Tuesday, September 25, 2007

Threading in C++0x: A retrospect

A misleading title, perhaps. Nevertheless, this *is* a retrospect, since I completed my talk on the thread-related additions in C++0x yesterday. All in all I think it turned out ok, although I should have kept it shorter.

Since many of the topics surrounding the threading libraries and language extensions are still under heavy discussion, and the papers change on a near day-to-day basis, I didn't focus too much on the currently proposed features. My approach was to build an understanding of *why* the C++ standard should know what a thread is. For the sake of anyone who might care, this blog entry is a sum-up of the "why?!"-part.

As I see it, there are three major reasons for introducing threading into the language and standard libraries.
  1. Portability
  2. Efficiency
  3. Correctness
The portability factor is pretty obvious. Since a basic thread interface isn't specified in the current standard, there are plenty variations between OS specific APIs. There are a few fair abstractions which wrap these, such as Boost.Thread, but depending on external libraries isn't always an option. Since the standard's sections on application correctness and execution flow also leaves too much dangling, true platform independency is terribly hard to reach.

Efficiency is slightly more important than portability, in the eyes of many. CPUs are no longer seeing the explosive frequency boosts we've witnessed the last decade. Instead, we're now being flooded with cores and additional CPUs. To be able to build ever more efficient applications, with growing complexity; turning to parallel computing is absolutely necessary. For that to happen, C++ developers sorely needs a solid, thread prepared, language to work with.

Correctness is the trio's honcho, and should on its own be more than good enough a reason to welcome the new standard with glee. The sad fact is that multi-threading currently equals undefined behavior. Many may argue that it's perfectly feasible to write good multi-threaded applications with the "current" C++, and they'd of course be kinda right. In the eyes of the standard, however, there's really no telling what's going to happen when you mix multiple threads into a solution.

The C++ standard defines acceptable program flow in section 1.9, "Program Execution". The basis for this chapter is what's called an abstract machine, which specifies a set of rules of combat. One particular concept that people tend to bring up, is the sequence point. Sequence points, simply put, define the order (or lack of such) in which operations take place. When a sequence point is hit, all side effects of prior execution must be completed.

An example: there's a sequence point at the end of a full expression (';'), but there are no sequence points between the arguments to a function call. Therefore, you can never rely on arguments to be evaluated in any particular order.

We haven't gotten to the interesting part yet, though. Sequence points are all well and good, but the problems start popping up when you consider what the standard demands of a conforming implementation. It is only required to emulate the observable behavior of the abstract machine. The observable behavior being reads and writes to volatile data, and calls to library IO functions. Seen from the point of view of a novice programmer, this would seem like utter mayhem. Unless *everything* is volatile, there's (nearly) no telling in what order a set of code lines will be executed in. It's of course a quite necessary evil, as the compiler would be unable to optimize anything if it wasn't allowed to do this. For multi-threaded programming, on the other hand, it can easily be the beginning of a slow and horrible death.

→ WHAT YOU HAVE TO DO: Please copy the C++0x threading post from the words "An example: there's" through "any particular order.", substituting "subroutine call" for "function call".

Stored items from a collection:
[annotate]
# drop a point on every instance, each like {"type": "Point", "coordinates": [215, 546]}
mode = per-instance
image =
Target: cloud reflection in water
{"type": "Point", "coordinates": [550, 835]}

* * *

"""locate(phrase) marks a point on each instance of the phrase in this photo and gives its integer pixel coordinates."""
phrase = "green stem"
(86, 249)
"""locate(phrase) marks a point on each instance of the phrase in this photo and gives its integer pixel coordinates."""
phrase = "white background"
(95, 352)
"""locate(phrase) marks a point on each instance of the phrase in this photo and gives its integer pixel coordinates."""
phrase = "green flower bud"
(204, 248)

---

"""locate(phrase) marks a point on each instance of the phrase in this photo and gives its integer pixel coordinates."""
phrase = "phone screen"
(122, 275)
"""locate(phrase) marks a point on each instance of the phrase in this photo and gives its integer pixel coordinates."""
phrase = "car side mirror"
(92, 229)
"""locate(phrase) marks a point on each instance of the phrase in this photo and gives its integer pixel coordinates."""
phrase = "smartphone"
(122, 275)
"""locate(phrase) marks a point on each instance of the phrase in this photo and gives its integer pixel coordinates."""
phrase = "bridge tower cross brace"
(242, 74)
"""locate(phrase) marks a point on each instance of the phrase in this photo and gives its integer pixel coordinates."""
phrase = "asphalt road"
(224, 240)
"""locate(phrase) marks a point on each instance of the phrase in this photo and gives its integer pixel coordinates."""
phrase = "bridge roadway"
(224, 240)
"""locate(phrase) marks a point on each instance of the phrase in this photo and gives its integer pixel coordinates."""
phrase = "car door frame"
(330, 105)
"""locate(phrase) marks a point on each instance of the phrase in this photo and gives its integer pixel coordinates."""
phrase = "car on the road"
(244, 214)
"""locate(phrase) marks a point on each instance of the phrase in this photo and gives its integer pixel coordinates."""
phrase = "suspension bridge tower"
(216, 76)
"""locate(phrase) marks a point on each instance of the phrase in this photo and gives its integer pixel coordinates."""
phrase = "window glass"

→ EXERCISE OUTPUT:
An example: there's a sequence point at the end of a full expression (';'), but there are no sequence points between the arguments to a subroutine call. Therefore, you can never rely on arguments to be evaluated in any particular order.